Instruction ▸ Repeat word for word the line with "Drop a pin on the airplane, one" and every line after it until the records below run out.

Pointing records
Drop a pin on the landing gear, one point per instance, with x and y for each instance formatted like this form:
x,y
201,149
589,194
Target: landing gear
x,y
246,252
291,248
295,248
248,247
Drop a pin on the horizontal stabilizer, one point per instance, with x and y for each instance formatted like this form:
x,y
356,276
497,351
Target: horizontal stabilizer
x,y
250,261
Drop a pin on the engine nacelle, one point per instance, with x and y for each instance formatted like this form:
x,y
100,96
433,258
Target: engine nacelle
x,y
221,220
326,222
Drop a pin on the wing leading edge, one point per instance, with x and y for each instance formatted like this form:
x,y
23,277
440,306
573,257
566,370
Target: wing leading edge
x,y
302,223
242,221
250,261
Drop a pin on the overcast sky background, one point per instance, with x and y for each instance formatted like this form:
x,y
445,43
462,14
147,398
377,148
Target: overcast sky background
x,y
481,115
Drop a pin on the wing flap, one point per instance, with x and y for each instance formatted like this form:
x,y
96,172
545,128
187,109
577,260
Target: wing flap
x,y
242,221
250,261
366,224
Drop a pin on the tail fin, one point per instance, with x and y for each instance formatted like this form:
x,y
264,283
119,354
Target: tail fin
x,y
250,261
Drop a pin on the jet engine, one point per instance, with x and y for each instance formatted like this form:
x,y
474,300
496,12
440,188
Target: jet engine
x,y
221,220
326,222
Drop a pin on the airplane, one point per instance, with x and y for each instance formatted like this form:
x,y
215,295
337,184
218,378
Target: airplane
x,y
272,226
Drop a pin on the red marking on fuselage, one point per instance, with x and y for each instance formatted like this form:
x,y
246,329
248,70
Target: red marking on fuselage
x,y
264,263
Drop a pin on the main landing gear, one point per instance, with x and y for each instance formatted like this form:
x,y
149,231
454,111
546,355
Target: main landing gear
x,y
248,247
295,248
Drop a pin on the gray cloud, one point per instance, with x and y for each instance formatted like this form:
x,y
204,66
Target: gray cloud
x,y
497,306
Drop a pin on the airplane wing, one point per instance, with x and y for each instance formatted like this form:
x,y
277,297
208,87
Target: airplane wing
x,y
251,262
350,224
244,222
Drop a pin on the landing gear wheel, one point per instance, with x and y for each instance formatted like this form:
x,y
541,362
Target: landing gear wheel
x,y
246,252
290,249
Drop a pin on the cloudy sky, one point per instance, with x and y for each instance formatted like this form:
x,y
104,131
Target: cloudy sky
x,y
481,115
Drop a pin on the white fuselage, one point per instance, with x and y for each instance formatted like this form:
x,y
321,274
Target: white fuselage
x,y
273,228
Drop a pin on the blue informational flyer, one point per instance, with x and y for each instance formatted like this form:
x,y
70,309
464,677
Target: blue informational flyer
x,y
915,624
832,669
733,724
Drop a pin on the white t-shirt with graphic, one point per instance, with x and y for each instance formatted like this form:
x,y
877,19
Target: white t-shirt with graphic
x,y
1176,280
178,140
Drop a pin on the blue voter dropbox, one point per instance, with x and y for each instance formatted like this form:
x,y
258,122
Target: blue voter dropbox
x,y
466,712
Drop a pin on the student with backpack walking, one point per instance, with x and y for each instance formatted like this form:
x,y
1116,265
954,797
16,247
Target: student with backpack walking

Exercise output ▸
Drop a pin on the airplane, one point per instance, with x and y for each instance formatted like this form:
x,y
215,295
337,184
218,378
Target: airplane
x,y
272,226
Drop a pin on the red marking on fuselage, one point per instance, with x and y for each instance formatted like this form:
x,y
246,329
248,70
Target: red marking on fuselage
x,y
264,263
Drop a pin on the main landing gear, one point per instance, with x and y for each instance formatted like this form:
x,y
149,231
454,111
546,355
Target: main landing gear
x,y
248,247
295,248
Drop a pin on the gray cloud, one point per instance, with x and y for each instance formatted like this form:
x,y
204,66
Target: gray cloud
x,y
497,306
Drop a pin on the airplane wing, one point per instance, with x and y for each instance formatted like this form:
x,y
277,297
208,87
Target: airplane wing
x,y
251,262
350,224
244,222
Drop a pin on the landing gear wheel, one point per instance, with x and y for each instance formatted like this form:
x,y
541,362
Target: landing gear wheel
x,y
246,252
290,249
Drop a pin on the cloudy sky, one point per instance, with x and y for each instance formatted like this form:
x,y
104,131
Target: cloudy sky
x,y
481,115
Drop a pin on the white fuselage, one point per instance, with x and y for each instance formatted like this form:
x,y
321,274
Target: white fuselage
x,y
273,228
Drop a pin on the blue informational flyer, one point per instance, with x and y for each instance formatted like this form:
x,y
70,309
464,677
Target: blue informational flyer
x,y
915,624
832,669
733,724
Drop a pin on the white t-shirt with graphic, one point per instance, with x and y for each instance formatted like this form:
x,y
877,19
Target: white t-shirt with graphic
x,y
1176,280
178,140
Drop a pin on the blue voter dropbox, one point per instance, with x and y for each instance formatted like this form:
x,y
258,122
Target: blue voter dropbox
x,y
466,712
Drop a pin on the student with backpack walking, one point per instance, with x and y for each instance formatted like this form:
x,y
1116,265
954,797
16,247
Target: student with backpack walking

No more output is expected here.